MATERIAL FOR THIS TASK |
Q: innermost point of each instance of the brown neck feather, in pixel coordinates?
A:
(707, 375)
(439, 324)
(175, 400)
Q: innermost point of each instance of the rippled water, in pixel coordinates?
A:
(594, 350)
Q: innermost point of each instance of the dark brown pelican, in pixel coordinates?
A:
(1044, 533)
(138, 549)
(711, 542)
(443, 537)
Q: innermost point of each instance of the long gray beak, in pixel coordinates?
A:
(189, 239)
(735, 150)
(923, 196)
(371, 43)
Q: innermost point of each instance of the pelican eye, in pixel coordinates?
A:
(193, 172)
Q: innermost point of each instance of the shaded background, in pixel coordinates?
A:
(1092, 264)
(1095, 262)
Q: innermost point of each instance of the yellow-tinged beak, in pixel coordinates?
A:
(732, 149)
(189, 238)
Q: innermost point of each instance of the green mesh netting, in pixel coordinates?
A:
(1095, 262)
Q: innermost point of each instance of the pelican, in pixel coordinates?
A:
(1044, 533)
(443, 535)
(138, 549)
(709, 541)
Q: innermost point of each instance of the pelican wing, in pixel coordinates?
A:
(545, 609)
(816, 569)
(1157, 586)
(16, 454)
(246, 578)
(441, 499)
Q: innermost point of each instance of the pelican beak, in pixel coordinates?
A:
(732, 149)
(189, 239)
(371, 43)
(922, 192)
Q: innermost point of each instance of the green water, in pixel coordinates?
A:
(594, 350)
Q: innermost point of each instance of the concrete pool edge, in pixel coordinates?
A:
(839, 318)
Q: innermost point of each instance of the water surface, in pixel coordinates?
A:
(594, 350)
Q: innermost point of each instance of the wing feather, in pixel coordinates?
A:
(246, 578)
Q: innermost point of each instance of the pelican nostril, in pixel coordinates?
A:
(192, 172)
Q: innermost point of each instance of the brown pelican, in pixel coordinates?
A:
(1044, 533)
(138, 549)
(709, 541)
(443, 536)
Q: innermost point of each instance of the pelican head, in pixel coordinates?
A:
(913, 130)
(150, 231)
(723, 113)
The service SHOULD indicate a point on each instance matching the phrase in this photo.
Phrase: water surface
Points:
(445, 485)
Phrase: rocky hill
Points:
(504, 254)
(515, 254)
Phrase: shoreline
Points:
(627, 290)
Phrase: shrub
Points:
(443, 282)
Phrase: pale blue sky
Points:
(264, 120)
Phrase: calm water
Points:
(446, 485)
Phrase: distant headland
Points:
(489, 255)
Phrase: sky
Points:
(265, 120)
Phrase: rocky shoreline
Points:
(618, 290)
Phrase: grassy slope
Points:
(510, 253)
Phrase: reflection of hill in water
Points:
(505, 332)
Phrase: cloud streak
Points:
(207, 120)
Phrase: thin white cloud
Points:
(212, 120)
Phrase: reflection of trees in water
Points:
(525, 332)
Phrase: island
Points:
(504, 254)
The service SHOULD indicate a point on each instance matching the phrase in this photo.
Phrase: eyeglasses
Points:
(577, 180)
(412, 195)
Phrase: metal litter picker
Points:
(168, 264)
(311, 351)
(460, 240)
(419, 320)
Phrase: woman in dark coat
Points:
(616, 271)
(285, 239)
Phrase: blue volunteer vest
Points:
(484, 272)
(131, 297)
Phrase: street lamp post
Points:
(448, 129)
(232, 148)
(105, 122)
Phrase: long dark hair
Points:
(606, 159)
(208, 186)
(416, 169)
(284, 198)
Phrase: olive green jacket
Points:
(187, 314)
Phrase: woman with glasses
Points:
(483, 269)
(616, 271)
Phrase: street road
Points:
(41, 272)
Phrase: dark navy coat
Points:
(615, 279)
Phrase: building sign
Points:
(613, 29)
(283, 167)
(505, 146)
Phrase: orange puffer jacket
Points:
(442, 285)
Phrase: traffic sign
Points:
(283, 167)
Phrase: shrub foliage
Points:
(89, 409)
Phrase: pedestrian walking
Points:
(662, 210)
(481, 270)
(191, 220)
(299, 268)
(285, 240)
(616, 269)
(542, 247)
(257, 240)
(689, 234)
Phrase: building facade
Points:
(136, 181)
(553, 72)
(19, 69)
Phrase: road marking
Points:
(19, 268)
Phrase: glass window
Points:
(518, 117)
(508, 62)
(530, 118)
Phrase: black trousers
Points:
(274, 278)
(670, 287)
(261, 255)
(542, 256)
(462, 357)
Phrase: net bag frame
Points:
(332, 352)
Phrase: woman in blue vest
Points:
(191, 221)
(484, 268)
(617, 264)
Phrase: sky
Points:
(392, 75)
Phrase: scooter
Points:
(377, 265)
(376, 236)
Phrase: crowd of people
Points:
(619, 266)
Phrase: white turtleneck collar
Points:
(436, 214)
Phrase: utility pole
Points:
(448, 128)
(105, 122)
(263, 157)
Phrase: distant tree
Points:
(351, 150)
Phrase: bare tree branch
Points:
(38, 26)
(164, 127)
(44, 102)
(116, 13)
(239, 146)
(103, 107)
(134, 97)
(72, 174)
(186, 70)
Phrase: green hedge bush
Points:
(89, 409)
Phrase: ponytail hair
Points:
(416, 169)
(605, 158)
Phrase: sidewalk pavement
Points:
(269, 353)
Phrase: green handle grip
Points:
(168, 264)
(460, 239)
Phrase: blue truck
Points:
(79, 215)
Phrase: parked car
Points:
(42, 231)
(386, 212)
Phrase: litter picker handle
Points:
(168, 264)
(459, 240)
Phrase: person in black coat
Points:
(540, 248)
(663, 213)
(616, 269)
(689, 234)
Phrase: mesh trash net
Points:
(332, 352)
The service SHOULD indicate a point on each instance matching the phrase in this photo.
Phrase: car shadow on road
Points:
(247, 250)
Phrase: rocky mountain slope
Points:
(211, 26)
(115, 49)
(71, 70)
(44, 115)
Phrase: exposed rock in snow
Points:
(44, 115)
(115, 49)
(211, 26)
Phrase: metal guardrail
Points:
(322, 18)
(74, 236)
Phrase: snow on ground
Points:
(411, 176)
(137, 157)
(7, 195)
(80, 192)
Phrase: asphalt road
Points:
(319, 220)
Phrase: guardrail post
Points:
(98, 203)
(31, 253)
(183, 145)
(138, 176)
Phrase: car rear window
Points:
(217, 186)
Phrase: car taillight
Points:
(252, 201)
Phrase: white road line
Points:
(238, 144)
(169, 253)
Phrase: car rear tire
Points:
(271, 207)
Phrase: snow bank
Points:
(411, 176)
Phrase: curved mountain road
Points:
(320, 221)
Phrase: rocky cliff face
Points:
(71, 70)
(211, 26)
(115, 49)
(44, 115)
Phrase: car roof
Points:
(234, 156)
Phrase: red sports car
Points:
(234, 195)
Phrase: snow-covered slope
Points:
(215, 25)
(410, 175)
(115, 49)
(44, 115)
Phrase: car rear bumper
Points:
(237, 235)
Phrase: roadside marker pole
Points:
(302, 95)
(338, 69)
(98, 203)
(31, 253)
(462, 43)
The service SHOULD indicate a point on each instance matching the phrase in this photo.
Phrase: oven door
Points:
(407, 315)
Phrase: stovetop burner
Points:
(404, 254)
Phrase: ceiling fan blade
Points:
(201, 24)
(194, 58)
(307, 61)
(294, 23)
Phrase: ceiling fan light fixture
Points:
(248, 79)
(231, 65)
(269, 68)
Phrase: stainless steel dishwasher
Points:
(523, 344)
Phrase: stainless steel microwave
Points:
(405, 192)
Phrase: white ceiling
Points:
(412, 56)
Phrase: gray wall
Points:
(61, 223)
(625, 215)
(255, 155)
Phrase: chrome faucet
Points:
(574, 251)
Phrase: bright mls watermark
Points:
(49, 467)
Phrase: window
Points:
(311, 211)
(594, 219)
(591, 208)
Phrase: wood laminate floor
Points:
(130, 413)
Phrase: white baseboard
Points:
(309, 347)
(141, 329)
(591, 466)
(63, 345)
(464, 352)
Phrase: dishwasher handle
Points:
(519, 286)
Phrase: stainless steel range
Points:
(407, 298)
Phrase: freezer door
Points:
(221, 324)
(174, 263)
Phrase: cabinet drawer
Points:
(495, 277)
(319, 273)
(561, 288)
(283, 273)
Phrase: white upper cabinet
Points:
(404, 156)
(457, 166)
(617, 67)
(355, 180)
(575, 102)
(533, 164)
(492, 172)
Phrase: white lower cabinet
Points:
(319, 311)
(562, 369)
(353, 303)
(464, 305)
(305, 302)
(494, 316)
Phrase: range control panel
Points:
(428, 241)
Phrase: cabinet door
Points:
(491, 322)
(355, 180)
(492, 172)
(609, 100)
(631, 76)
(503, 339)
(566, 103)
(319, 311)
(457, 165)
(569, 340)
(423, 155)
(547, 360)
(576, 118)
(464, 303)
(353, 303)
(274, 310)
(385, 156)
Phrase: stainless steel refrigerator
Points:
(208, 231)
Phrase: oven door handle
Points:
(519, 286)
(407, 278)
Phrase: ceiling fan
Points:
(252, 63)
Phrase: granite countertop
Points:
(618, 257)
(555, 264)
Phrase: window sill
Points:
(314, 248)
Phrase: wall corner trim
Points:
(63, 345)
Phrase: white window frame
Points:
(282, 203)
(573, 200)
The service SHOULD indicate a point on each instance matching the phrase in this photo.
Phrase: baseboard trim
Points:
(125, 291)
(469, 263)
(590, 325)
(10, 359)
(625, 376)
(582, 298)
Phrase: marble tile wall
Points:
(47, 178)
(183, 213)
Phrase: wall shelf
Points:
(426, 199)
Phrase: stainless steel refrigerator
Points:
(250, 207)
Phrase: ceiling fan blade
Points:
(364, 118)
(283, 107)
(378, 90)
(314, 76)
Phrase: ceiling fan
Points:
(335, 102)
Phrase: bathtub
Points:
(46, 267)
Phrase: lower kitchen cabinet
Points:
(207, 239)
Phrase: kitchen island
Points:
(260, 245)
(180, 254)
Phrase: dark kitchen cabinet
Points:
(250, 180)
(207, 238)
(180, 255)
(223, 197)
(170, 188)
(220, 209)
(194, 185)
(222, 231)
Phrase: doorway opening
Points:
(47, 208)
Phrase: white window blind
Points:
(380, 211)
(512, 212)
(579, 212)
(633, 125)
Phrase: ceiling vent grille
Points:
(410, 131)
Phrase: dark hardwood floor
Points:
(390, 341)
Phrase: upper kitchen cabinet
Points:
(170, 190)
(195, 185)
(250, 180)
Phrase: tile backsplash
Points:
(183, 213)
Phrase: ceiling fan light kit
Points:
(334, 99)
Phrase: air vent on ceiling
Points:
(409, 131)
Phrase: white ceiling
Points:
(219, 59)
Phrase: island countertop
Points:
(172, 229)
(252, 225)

TASK DIRECTIONS |
Look for the word "cloud" in the listing above, and copy every line where you find it.

EXERCISE SOLUTION |
Phrase: cloud streak
Phrase: thin white cloud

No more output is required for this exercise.